BEGIN Data in this exercise
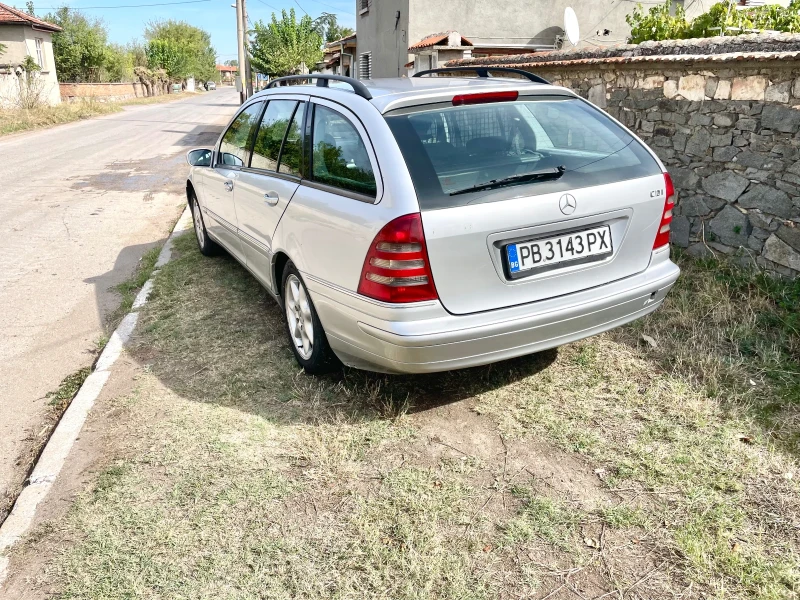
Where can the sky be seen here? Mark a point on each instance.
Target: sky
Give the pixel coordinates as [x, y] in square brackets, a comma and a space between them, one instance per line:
[215, 16]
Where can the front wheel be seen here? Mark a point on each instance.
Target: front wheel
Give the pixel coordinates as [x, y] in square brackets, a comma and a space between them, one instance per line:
[208, 247]
[306, 336]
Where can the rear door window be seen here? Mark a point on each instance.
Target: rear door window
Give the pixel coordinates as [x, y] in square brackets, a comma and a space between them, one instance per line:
[450, 149]
[339, 156]
[292, 153]
[234, 148]
[271, 132]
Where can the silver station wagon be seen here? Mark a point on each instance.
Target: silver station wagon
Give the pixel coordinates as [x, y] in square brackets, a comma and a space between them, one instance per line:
[431, 223]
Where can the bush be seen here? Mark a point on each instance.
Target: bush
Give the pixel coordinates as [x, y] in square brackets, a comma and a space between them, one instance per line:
[659, 23]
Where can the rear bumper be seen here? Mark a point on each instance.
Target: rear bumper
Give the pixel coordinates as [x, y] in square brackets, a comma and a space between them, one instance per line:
[424, 338]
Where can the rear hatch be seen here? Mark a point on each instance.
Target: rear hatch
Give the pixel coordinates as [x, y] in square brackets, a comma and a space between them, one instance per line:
[528, 198]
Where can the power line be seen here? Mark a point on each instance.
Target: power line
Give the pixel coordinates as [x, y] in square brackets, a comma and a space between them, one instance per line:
[333, 7]
[121, 6]
[269, 5]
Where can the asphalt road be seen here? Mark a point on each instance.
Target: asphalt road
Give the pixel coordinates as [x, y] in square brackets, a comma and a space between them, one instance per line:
[79, 205]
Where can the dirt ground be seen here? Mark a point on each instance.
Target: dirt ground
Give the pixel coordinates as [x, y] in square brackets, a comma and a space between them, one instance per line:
[610, 468]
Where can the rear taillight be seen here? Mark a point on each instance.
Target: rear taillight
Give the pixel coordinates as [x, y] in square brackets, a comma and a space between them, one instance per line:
[397, 268]
[662, 237]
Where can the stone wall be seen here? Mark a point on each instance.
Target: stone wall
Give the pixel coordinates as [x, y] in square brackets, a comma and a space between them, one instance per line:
[727, 126]
[100, 92]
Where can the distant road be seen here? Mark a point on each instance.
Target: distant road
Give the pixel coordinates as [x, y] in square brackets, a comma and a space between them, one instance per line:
[79, 205]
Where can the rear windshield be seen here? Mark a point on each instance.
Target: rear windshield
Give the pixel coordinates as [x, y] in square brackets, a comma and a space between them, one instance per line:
[449, 149]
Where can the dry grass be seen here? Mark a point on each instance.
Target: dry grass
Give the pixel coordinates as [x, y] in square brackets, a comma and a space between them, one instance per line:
[13, 121]
[609, 467]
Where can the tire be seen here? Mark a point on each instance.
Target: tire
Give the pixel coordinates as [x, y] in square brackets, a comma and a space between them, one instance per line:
[208, 247]
[312, 352]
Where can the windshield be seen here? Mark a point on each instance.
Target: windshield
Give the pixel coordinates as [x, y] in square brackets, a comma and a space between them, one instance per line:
[452, 149]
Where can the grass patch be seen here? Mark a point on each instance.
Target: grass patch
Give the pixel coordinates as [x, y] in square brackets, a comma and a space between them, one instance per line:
[736, 335]
[243, 477]
[16, 120]
[60, 398]
[13, 121]
[543, 518]
[130, 287]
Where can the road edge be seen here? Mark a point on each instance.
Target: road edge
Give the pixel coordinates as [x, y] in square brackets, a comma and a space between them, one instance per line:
[57, 449]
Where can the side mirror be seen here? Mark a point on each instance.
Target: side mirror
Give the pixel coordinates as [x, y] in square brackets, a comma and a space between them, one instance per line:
[199, 157]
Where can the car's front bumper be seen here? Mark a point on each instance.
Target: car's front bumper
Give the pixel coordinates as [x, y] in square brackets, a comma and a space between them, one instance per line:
[425, 338]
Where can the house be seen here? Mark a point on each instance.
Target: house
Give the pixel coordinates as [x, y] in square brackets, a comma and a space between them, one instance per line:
[433, 51]
[227, 74]
[339, 56]
[24, 35]
[397, 37]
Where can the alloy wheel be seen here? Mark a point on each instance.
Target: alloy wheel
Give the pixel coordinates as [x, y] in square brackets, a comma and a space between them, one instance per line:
[298, 315]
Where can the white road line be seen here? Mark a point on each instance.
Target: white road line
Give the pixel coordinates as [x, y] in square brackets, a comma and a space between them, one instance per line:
[58, 447]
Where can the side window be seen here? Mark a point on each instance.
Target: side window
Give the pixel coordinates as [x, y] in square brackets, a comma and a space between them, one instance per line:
[293, 146]
[233, 149]
[570, 133]
[339, 156]
[270, 134]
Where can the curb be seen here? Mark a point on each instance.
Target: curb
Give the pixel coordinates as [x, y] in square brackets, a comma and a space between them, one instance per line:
[57, 449]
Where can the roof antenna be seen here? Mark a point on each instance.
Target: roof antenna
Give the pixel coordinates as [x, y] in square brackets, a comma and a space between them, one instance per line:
[571, 27]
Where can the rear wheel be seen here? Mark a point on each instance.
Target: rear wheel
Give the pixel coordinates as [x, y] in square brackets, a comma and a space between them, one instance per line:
[306, 336]
[208, 247]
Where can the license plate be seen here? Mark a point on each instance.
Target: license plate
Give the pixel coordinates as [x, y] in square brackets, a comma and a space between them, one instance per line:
[524, 256]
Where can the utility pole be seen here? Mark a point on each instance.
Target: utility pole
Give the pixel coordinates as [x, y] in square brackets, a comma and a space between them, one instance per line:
[247, 70]
[240, 44]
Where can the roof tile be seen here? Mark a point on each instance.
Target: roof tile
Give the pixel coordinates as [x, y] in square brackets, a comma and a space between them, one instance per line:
[11, 16]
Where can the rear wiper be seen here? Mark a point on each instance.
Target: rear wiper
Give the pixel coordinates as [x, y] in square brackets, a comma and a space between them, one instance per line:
[543, 175]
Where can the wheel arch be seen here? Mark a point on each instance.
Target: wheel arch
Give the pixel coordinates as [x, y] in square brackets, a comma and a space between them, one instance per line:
[190, 191]
[279, 263]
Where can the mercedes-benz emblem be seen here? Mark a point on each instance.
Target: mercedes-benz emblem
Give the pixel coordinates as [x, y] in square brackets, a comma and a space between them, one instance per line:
[568, 204]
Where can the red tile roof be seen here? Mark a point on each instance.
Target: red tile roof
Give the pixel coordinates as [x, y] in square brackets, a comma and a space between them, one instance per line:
[338, 42]
[437, 38]
[12, 16]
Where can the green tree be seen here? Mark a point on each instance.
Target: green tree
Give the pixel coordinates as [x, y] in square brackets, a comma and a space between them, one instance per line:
[661, 22]
[328, 27]
[169, 56]
[80, 48]
[118, 65]
[281, 47]
[181, 49]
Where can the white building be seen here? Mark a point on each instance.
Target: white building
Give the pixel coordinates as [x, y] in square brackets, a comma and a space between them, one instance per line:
[24, 35]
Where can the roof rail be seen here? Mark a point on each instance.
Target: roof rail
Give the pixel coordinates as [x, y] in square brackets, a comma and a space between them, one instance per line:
[322, 81]
[484, 72]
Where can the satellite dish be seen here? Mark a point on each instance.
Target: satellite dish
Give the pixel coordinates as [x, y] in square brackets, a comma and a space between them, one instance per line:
[571, 27]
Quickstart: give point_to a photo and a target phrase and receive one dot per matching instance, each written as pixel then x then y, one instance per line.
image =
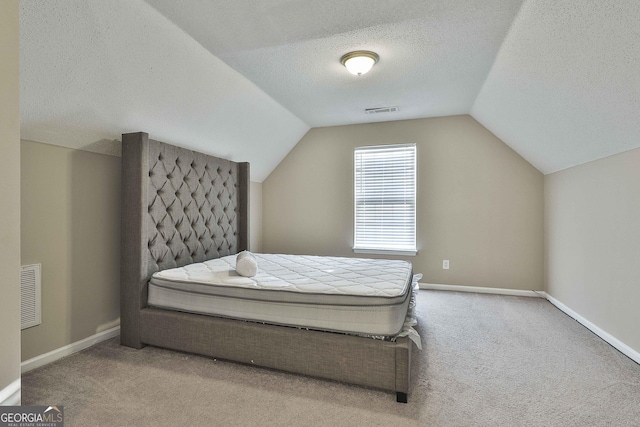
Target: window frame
pixel 360 246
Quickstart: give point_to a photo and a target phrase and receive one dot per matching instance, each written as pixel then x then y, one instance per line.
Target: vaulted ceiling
pixel 557 80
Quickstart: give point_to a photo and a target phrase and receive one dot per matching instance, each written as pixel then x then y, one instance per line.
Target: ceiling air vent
pixel 381 110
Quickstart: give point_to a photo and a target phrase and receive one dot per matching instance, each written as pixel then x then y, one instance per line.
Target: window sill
pixel 384 252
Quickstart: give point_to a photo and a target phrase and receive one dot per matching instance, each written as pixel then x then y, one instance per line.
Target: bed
pixel 180 208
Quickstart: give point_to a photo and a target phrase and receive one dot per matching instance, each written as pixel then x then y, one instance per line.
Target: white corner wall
pixel 592 244
pixel 10 206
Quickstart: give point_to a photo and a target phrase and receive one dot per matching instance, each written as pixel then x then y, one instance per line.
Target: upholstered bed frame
pixel 181 207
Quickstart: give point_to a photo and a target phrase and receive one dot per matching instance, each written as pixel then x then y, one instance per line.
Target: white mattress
pixel 353 295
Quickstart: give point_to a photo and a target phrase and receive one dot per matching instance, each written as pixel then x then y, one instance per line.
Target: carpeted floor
pixel 488 360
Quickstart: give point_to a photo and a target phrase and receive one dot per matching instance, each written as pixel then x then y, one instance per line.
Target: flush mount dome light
pixel 360 61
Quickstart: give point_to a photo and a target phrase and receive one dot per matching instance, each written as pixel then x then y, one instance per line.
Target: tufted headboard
pixel 178 207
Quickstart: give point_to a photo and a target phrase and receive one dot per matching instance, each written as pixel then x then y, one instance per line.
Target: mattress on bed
pixel 352 295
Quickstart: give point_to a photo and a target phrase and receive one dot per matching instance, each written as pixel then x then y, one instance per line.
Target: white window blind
pixel 385 199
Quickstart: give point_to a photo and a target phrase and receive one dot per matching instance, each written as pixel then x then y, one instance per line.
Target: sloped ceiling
pixel 565 87
pixel 92 69
pixel 245 79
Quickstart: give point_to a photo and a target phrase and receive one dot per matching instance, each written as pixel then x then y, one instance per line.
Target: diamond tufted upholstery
pixel 192 207
pixel 178 207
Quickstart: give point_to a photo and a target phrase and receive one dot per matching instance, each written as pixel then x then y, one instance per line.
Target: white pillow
pixel 246 264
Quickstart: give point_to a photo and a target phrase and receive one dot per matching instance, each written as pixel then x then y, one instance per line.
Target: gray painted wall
pixel 592 228
pixel 480 205
pixel 9 194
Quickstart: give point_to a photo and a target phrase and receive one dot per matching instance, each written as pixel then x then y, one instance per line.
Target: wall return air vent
pixel 30 290
pixel 381 110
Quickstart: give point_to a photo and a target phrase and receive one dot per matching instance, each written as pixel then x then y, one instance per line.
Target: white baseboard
pixel 11 395
pixel 67 350
pixel 615 342
pixel 480 290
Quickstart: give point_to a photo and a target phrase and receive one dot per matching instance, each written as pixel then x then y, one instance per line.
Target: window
pixel 385 199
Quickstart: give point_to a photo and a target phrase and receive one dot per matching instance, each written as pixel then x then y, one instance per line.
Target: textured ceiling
pixel 434 55
pixel 91 70
pixel 565 88
pixel 556 80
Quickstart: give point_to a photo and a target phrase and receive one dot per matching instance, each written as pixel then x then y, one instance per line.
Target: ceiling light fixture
pixel 359 62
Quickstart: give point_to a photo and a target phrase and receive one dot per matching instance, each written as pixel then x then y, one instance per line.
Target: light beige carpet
pixel 488 360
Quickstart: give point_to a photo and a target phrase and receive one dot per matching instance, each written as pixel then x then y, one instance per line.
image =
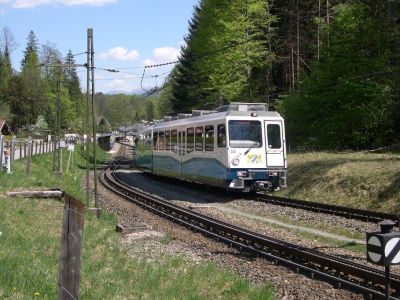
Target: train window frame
pixel 155 140
pixel 199 133
pixel 246 143
pixel 167 140
pixel 161 141
pixel 174 140
pixel 272 137
pixel 209 141
pixel 221 137
pixel 190 137
pixel 183 137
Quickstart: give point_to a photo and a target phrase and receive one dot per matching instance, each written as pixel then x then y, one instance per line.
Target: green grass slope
pixel 357 179
pixel 30 239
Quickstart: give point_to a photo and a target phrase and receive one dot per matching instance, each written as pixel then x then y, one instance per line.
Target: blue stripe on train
pixel 204 170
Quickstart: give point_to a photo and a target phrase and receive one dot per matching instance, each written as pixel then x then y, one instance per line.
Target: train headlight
pixel 241 173
pixel 235 161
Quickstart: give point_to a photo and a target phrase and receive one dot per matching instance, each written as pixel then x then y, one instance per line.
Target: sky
pixel 127 35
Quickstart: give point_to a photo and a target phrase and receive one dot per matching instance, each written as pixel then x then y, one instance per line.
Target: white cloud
pixel 120 53
pixel 162 55
pixel 35 3
pixel 123 85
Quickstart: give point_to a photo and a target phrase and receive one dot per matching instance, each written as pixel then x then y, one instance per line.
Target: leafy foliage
pixel 348 99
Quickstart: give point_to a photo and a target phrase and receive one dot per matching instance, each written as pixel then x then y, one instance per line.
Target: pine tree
pixel 72 82
pixel 186 81
pixel 32 85
pixel 31 51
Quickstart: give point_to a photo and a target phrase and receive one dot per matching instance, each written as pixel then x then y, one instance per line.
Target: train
pixel 240 146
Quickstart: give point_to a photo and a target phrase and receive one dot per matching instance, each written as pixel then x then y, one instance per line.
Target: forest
pixel 330 67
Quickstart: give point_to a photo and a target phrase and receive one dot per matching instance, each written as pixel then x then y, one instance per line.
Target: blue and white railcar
pixel 241 146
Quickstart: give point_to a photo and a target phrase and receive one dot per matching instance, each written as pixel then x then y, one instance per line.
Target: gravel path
pixel 165 238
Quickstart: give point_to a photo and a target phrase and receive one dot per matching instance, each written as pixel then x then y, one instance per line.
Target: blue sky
pixel 128 34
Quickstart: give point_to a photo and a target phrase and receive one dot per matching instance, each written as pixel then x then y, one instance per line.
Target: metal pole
pixel 96 204
pixel 57 167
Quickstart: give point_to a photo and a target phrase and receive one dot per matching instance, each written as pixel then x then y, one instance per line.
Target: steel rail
pixel 353 213
pixel 310 261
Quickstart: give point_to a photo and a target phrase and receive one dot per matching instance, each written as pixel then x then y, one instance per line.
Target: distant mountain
pixel 133 92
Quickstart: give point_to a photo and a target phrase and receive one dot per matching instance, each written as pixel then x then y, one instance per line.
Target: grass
pixel 30 250
pixel 355 179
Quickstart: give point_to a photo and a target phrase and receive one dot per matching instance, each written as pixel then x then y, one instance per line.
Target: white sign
pixel 375 257
pixel 392 250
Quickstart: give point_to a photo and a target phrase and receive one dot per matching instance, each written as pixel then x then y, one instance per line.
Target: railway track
pixel 341 272
pixel 351 213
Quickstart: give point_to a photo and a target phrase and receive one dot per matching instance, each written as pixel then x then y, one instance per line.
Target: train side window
pixel 183 148
pixel 199 139
pixel 274 136
pixel 190 140
pixel 174 140
pixel 155 140
pixel 161 140
pixel 148 142
pixel 221 136
pixel 167 140
pixel 209 131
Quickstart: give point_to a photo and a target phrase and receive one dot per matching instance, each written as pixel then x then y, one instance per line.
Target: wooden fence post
pixel 13 142
pixel 28 161
pixel 1 150
pixel 71 246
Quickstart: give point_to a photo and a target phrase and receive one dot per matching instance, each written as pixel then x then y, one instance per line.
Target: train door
pixel 181 148
pixel 274 145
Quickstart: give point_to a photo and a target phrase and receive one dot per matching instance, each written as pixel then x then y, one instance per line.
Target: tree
pixel 27 92
pixel 346 101
pixel 225 53
pixel 72 83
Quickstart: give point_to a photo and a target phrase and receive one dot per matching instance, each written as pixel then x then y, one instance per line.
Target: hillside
pixel 355 179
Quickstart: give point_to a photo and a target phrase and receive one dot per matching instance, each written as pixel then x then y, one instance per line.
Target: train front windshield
pixel 244 134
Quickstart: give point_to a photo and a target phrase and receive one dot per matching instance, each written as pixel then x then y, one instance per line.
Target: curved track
pixel 339 271
pixel 351 213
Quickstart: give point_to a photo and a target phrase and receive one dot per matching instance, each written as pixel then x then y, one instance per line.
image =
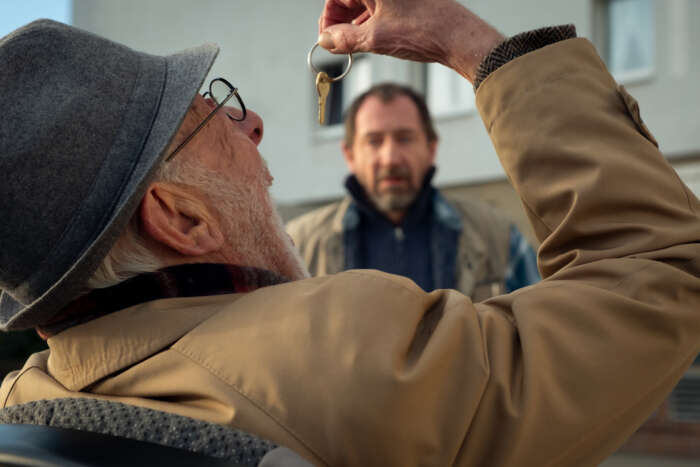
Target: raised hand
pixel 426 31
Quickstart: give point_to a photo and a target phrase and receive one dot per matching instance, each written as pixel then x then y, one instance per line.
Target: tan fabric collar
pixel 87 353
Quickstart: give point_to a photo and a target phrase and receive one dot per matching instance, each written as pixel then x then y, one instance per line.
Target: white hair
pixel 256 232
pixel 130 255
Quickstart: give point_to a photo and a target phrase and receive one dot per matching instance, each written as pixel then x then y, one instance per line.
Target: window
pixel 447 92
pixel 16 14
pixel 629 38
pixel 343 92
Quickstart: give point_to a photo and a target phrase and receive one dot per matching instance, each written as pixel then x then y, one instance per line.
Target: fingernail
pixel 325 40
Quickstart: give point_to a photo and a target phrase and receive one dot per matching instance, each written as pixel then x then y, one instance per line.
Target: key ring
pixel 313 68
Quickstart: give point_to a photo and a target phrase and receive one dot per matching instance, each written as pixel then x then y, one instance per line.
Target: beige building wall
pixel 263 51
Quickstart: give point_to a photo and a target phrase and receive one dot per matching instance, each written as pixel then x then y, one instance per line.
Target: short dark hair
pixel 387 92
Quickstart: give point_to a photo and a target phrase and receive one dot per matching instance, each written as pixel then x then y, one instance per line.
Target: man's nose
pixel 390 153
pixel 252 126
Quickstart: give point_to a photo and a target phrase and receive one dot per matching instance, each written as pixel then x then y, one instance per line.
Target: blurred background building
pixel 648 45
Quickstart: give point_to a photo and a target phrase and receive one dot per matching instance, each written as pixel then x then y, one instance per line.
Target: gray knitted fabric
pixel 520 44
pixel 141 424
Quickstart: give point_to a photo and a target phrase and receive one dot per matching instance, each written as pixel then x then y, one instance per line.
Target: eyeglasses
pixel 220 91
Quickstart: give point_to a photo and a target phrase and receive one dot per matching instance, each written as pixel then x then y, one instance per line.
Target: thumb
pixel 344 38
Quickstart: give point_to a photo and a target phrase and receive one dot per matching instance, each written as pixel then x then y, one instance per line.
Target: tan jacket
pixel 482 250
pixel 363 368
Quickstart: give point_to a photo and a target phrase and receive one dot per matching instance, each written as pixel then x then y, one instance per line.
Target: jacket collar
pixel 185 280
pixel 417 211
pixel 122 333
pixel 359 202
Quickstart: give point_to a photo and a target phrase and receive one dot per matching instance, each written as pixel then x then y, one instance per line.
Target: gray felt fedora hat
pixel 84 124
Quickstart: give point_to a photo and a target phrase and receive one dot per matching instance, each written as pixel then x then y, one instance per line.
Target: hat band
pixel 93 215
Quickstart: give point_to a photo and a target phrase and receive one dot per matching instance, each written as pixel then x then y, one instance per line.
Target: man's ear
pixel 349 156
pixel 432 148
pixel 176 218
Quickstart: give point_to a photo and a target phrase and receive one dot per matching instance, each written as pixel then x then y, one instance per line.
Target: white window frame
pixel 447 93
pixel 632 75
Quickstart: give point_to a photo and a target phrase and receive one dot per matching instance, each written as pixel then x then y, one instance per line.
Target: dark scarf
pixel 186 280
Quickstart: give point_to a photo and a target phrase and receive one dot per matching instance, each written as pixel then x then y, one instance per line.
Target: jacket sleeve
pixel 577 362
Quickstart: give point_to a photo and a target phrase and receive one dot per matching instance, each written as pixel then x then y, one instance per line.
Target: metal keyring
pixel 313 68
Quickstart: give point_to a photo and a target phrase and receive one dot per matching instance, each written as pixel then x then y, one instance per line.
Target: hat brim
pixel 186 72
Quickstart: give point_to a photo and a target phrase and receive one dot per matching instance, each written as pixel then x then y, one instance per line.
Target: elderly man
pixel 109 199
pixel 394 220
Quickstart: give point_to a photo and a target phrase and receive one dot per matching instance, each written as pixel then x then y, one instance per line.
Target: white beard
pixel 252 227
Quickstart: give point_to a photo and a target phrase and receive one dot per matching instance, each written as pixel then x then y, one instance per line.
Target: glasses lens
pixel 220 91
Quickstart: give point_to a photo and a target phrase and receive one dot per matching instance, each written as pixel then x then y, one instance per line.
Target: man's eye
pixel 404 139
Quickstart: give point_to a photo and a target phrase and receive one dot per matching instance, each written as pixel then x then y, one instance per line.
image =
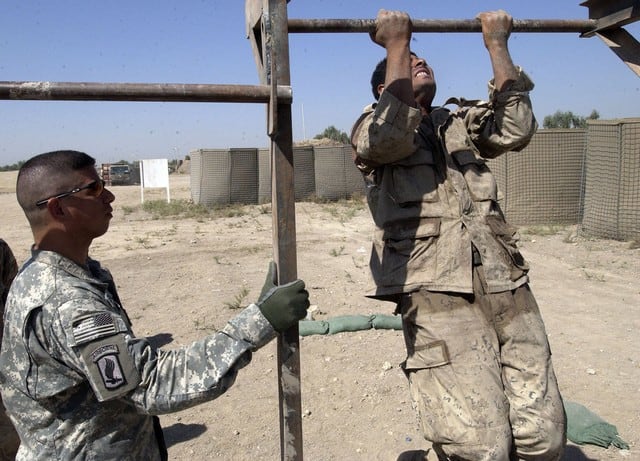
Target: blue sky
pixel 205 42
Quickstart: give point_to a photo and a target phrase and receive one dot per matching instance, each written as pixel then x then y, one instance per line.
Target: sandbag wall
pixel 543 183
pixel 224 176
pixel 612 185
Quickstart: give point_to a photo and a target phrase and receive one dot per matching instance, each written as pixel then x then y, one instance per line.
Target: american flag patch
pixel 94 327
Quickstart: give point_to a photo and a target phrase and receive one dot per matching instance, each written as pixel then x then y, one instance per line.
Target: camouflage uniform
pixel 77 382
pixel 478 360
pixel 9 440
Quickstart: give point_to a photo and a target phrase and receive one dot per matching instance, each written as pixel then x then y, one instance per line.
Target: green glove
pixel 283 305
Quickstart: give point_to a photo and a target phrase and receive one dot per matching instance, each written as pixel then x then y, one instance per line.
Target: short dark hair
pixel 377 78
pixel 44 175
pixel 379 74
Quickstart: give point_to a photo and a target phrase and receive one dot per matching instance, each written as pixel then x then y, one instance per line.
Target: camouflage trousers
pixel 480 373
pixel 9 439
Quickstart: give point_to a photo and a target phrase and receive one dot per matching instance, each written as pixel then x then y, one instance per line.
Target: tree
pixel 331 132
pixel 568 120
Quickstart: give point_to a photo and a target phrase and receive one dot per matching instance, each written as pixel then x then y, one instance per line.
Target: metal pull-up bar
pixel 440 25
pixel 160 92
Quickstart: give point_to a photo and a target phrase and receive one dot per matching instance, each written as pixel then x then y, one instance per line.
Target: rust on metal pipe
pixel 441 25
pixel 159 92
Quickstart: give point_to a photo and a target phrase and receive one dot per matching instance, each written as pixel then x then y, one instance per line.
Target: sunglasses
pixel 95 188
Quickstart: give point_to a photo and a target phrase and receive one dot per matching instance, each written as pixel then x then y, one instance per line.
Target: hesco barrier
pixel 612 186
pixel 336 176
pixel 542 184
pixel 221 176
pixel 589 177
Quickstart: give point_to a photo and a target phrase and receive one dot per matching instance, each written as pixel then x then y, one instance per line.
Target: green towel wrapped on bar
pixel 584 426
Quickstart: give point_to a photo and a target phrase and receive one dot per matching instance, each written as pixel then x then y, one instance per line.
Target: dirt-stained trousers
pixel 480 373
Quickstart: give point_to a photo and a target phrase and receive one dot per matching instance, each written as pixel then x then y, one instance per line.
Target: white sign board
pixel 154 173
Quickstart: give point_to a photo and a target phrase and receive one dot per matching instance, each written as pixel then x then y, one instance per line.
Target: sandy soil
pixel 178 277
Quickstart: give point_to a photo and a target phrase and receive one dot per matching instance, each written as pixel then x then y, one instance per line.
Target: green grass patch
END Data in this exercise
**Problem requirements:**
Repeat exactly the lines from the first line of the records above through the line containing "Target: rear door window", both included. Leave out the pictures.

**Answer space:**
Where can the sky be seen here? Mark a point on each instance.
Target: sky
Give the pixel coordinates as [x, y] in square brackets, a comma and a space between them, one instance per line:
[215, 16]
Where can the front wheel be seen here? Mark a point on each instance.
Target: front wheel
Give the pixel coordinates as [x, y] in square brackets, a comma and a space between them, one instance per line:
[208, 247]
[306, 336]
Where can the rear door window be seen here? Mark a point on each instance.
Target: rear door window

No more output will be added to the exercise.